Job 1 –
Can you reproduce the page on collocation metrics from "This notebook allows" up to and including "the **Settings** cell).", swapping "notebook" for "workbook" wherever it occurs?
Job 2 –
Answer these questions about the page on collocation metrics:
(a) In natural language processing, what does the term "collocation" usually refer to?
(b) How many different collocation metrics does the notebook let you calculate?
(c) In which field of each document does the notebook assume the full-text data is stored as a string?

----- Passage provided -----

# Collocation Metrics for Bi- and Trigrams

Collocation is another way of discussing co-occurrence; in natural language processing, the term "collocation" usually refers to phrases of two or more tokens that commonly occur together in a given context. You can use this notebook to understand how common certain bi- and trigrams are in your project. Generally speaking, the more tokens you have in your project, and the larger your project data is, the more meaningful these metrics will be. 

For a brief introduction to the concept of collocation in natural language processing and to some of the metrics used in this notebook, see <a href="https://medium.com/@nicharuch/collocations-identifying-phrases-that-act-like-individual-words-in-nlp-f58a93a2f84a" target="_blank">Collocations</a>. More in-depth explanations can be found in a <a href="https://nlp.stanford.edu/fsnlp/promo/colloc.pdf" target="_blank">NLP textbook chapter on collocations</a> and in Gerlof Bouma's <a href="https://www.semanticscholar.org/paper/Normalized-%28pointwise%29-mutual-information-in-Bouma/15218d9c029cbb903ae7c729b2c644c24994c201?p2df" target="_blank">Normalized (Pointwise) Mutual Information in Collocation Extraction</a>.

This notebook allows you to calculate five different collocation metrics:  1) Likelihood ratio; 2) Mutual information (MI) scores; 2) Pointwise mutual information (PMI) scores; 4) Student's t-test; and 5) Chi-squared test.

<strong>Important:</strong> Collocation metrics are only useful when you can tokenize on bi- and trigrams. Therefore, this notebook assumes your documents include full-text data, and that this data is stored as a string in the `content` field of each document (see the **Settings** cell).

----- Material -----

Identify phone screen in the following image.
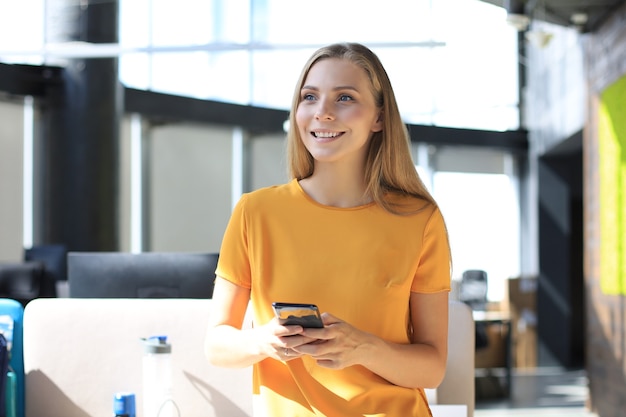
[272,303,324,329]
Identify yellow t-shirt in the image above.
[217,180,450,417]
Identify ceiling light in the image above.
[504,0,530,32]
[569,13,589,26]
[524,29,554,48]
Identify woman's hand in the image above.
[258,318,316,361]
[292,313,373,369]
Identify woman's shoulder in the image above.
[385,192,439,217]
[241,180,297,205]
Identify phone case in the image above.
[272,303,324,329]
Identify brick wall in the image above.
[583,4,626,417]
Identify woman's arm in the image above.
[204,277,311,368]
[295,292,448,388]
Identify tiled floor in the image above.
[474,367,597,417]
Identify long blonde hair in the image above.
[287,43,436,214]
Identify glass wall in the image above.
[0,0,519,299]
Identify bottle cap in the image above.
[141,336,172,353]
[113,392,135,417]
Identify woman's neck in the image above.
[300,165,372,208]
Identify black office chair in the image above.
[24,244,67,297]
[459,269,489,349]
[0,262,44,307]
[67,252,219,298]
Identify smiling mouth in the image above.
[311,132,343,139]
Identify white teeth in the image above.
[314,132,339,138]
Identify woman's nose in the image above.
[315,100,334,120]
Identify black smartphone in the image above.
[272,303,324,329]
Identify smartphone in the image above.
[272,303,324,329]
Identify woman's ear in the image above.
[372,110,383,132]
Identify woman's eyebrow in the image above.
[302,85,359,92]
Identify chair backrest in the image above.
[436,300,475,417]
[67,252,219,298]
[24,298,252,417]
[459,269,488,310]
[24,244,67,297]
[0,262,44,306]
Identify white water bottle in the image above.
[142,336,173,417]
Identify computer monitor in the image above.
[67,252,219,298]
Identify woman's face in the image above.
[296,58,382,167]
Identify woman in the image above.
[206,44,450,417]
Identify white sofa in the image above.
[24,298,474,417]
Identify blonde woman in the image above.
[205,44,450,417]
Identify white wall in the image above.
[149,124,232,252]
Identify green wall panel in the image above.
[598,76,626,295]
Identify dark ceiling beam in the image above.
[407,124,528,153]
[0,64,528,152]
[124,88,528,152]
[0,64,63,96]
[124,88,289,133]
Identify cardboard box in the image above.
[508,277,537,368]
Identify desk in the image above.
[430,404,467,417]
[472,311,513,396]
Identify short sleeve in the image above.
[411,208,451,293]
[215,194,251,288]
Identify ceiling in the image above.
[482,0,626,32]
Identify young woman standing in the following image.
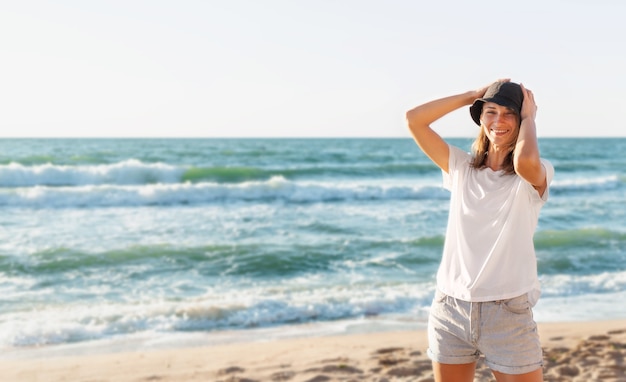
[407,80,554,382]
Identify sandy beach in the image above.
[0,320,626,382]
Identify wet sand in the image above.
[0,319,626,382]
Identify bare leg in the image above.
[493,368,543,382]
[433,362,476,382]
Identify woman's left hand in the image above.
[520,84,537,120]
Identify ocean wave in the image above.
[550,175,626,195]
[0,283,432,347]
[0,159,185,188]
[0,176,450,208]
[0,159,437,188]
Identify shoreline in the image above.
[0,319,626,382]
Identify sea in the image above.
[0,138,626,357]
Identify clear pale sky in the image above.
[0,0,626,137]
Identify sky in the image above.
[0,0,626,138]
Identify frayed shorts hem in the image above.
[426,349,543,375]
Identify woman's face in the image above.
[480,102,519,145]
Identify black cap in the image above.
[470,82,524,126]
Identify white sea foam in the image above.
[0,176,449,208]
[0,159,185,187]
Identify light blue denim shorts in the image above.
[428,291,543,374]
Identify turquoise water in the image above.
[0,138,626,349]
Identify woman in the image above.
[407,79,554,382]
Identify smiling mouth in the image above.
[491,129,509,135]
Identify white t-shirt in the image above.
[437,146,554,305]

-----

Worked answer 1 –
This workbook allows you to calculate five different collocation metrics:  1) Likelihood ratio; 2) Mutual information (MI) scores; 2) Pointwise mutual information (PMI) scores; 4) Student's t-test; and 5) Chi-squared test.

<strong>Important:</strong> Collocation metrics are only useful when you can tokenize on bi- and trigrams. Therefore, this workbook assumes your documents include full-text data, and that this data is stored as a string in the `content` field of each document (see the **Settings** cell).

Worked answer 2 –
(a) Phrases of two or more tokens that commonly occur together in a given context.
(b) Five.
(c) The `content` field.